## Fragmento del documento
La guerra en Ucrania acaba de cruzar un umbral crítico. El llamado “fuego de largo alcance” —expresión lanzada sin eufemismos por el canciller alemán Merz— no es solo una actualización militar: es una luz verde geoestratégica. Alemania ha dado vía libre para que Ucrania ataque dentro del territorio ruso, y el mensaje es claro: Europa ya no busca paz, sino una victoria a cualquier precio.
Esta escalada se ve alimentada desde Estados Unidos, donde el regreso de Donald Trump y su secretario de Defensa, Pete Hegseth, se ha visto acompañado de un discurso brutalmente frontal. En el Día de los Caídos, desde el Cementerio de Arlington, la nueva cúpula del poder norteamericano no habló de contención, sino de prepararse para la guerra. Hegseth, figura predilecta de la línea más dura, lo dijo sin rodeos. Trump, por su parte, apeló al “sacrificio eterno” y la necesidad de mantener viva la llama nacionalista. El viejo relato de la Guerra Fría se reencarna, esta vez sin maquillaje.
¿Escalada irreversible?
La decisión alemana genera un quiebre estratégico: por primera vez desde el inicio del conflicto, un país del G7 respalda oficialmente ataques contra Rusia en su propio territorio. La respuesta rusa no se ha hecho esperar: Moscú ha anunciado que toda Europa occidental podría ser considerada zona de retorsión militar. Vladimir Putin ha endurecido su narrativa y, con ella, los márgenes de disuasión se diluyen a velocidad de misil hipersónico.

## Tareas del ejercicio
1 > Traduce al inglés esta oración del texto sobre la guerra en Ucrania: "Hegseth, figura predilecta de la línea más dura, lo dijo sin rodeos."
2 > Responde a estas preguntas sobre el texto de la guerra en Ucrania:
(a) ¿Qué canciller lanzó la expresión "fuego de largo alcance"?
(b) ¿Desde qué lugar habló la nueva cúpula del poder norteamericano en el Día de los Caídos?
(c) ¿Qué territorio ha anunciado Moscú que podría ser considerado zona de retorsión militar?
3 > Prosigue el texto sobre la guerra en Ucrania a partir de su última oración.
Las filas no tienen ningún papel en esta parte.

## Datos disponibles
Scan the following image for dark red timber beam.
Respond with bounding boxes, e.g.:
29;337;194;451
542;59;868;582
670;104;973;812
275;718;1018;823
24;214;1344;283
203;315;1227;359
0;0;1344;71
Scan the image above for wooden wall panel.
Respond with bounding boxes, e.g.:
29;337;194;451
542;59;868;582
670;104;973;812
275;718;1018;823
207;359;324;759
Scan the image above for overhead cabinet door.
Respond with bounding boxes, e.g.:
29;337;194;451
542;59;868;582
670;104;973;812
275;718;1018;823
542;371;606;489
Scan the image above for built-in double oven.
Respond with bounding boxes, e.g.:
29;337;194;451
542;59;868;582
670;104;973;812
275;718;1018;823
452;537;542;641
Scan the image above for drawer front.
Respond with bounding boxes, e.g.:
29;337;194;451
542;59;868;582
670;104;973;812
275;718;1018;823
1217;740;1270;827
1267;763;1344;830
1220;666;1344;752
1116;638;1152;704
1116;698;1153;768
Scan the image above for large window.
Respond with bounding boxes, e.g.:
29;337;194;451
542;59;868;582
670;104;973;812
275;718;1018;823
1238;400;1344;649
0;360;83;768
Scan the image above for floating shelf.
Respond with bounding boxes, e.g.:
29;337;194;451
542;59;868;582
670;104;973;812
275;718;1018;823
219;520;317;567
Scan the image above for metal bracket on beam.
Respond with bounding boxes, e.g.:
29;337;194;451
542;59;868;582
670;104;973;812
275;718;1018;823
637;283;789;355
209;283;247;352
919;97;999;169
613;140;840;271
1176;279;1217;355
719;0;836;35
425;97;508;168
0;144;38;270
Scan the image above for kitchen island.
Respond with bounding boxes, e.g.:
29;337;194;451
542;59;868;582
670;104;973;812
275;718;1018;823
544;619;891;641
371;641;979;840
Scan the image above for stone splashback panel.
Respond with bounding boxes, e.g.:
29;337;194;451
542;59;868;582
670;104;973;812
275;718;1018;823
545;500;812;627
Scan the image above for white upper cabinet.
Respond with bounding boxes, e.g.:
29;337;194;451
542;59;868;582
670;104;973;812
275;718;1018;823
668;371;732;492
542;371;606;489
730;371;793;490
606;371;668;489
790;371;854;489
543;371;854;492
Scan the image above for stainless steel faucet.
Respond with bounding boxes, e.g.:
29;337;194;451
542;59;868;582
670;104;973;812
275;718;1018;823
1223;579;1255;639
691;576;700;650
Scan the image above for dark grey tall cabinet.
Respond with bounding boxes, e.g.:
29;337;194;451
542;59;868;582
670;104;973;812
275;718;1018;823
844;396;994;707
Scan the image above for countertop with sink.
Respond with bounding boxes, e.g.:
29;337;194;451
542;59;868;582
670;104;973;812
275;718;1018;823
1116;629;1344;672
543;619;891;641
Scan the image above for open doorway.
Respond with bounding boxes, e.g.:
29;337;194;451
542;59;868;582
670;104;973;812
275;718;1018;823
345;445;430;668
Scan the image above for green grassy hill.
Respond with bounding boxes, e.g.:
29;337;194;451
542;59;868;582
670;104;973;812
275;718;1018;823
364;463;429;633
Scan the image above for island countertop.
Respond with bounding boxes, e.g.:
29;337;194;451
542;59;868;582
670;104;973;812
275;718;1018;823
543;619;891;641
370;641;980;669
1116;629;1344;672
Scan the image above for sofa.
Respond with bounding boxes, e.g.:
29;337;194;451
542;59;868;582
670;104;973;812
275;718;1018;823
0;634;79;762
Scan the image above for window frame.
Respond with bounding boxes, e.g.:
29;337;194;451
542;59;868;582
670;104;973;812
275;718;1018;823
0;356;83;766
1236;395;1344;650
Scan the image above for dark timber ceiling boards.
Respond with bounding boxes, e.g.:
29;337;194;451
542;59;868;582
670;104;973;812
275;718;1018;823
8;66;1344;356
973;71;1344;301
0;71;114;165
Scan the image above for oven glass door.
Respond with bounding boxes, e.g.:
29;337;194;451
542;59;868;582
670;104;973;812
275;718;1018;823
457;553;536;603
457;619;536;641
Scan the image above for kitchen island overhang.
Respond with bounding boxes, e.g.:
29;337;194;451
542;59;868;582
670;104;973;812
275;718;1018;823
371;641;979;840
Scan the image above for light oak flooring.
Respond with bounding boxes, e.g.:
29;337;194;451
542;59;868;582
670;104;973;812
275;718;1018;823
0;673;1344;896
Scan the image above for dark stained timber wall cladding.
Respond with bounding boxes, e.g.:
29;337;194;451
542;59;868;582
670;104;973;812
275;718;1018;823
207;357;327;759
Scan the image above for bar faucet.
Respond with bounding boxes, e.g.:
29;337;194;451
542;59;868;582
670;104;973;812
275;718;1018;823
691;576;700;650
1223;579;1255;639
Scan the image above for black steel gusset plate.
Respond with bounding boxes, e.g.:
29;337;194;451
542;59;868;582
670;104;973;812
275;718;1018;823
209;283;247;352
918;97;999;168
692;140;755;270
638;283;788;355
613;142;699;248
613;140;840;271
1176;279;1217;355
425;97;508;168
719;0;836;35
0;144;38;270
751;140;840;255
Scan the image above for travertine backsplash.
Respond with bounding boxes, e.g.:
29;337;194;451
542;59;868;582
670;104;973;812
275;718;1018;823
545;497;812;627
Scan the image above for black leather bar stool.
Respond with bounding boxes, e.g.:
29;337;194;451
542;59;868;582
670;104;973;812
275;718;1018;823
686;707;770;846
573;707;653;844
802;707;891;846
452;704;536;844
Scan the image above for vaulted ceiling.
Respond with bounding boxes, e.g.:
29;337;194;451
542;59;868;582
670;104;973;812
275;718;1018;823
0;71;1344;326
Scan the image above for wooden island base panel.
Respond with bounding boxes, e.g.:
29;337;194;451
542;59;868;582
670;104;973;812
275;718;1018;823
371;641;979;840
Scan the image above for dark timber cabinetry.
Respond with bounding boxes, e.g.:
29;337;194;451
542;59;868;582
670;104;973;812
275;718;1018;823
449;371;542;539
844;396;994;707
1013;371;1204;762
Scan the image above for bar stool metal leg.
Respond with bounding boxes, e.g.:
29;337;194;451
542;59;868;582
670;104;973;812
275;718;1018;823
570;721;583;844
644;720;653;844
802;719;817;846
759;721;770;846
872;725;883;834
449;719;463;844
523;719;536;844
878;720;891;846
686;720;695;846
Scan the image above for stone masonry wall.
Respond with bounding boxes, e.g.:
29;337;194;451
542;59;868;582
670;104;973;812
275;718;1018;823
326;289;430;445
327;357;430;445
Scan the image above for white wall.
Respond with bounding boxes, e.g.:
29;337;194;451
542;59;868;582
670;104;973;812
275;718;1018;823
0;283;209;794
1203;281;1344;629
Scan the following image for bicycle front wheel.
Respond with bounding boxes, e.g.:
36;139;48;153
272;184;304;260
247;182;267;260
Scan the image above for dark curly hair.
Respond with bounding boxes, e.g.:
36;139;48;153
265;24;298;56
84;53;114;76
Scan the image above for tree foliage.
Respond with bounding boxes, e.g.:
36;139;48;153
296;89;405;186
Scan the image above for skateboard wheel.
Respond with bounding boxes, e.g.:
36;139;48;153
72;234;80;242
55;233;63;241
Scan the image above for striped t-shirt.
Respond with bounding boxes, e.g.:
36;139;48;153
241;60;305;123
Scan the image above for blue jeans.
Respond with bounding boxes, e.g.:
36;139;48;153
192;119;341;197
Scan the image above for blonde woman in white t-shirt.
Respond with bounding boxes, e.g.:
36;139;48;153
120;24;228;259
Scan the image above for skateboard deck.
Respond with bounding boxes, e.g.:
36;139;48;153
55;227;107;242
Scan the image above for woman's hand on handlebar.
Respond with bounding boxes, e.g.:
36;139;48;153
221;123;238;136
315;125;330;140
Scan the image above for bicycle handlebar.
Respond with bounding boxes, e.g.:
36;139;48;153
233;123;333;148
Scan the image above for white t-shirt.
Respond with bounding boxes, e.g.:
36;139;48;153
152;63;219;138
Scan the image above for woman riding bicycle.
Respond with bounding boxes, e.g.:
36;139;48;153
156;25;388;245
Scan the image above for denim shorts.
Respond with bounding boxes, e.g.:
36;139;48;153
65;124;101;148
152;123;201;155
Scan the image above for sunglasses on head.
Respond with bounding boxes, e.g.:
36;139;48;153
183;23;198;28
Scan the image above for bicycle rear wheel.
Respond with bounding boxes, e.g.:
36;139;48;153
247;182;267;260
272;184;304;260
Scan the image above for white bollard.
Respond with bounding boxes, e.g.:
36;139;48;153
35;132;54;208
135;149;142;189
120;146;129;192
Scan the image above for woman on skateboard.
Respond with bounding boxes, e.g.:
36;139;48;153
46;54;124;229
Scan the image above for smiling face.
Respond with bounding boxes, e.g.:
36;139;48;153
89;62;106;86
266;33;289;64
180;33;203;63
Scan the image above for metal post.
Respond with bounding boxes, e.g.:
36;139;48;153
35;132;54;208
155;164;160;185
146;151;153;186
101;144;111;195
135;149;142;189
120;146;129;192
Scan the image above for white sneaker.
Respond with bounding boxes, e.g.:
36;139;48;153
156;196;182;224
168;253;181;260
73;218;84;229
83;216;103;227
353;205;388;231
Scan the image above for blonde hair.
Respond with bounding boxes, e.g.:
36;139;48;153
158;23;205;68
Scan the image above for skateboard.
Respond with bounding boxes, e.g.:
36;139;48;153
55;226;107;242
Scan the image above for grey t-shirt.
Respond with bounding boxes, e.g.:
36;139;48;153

## Respuestas
1 > Hegseth, a favorite figure of the hardest line, said it bluntly.

2 >
(a) El canciller alemán Merz.
(b) Desde el Cementerio de Arlington.
(c) Toda Europa occidental.

3 >
La OTAN se mueve con ambigüedad peligrosa. Mientras algunos países mantienen una postura prudente, otros aceleran el envío de armas y apuestan por la extensión del conflicto. La política exterior europea está cada vez más supeditada a su relación comercial con Estados Unidos. Alemania, el principal exportador europeo al mercado norteamericano (161.200 millones de euros en 2024), se convierte en una bisagra entre la guerra y el comercio. La dependencia del eje Washington-Berlín desdibuja toda posibilidad de autonomía geopolítica.
Latinoamérica en la niebla
¿Y América Latina? Atrapada entre el fuego cruzado de potencias nucleares, las periferias del sistema global vuelven a ser espectadores de una guerra que podría desatar consecuencias económicas y sociales sin precedentes. La tensión bélica ha provocado un nuevo desbalance en el comercio internacional. Las exportaciones europeas a Estados Unidos, dominadas por medicamentos, autos y maquinaria, desangran el equilibrio global. En paralelo, los precios de alimentos, energía y materias primas se disparan, afectando particularmente a las economías más vulnerables.
Países como Argentina, Brasil, Colombia o México deberán enfrentar esta tormenta con estrategias de contención social, planificación energética y autonomía tecnológica. En contextos donde la paz se devalúa y el dólar se convierte en arma, la región necesita un nuevo proyecto: ni vasallaje financiero ni aislamiento, sino integración solidaria y soberanía productiva.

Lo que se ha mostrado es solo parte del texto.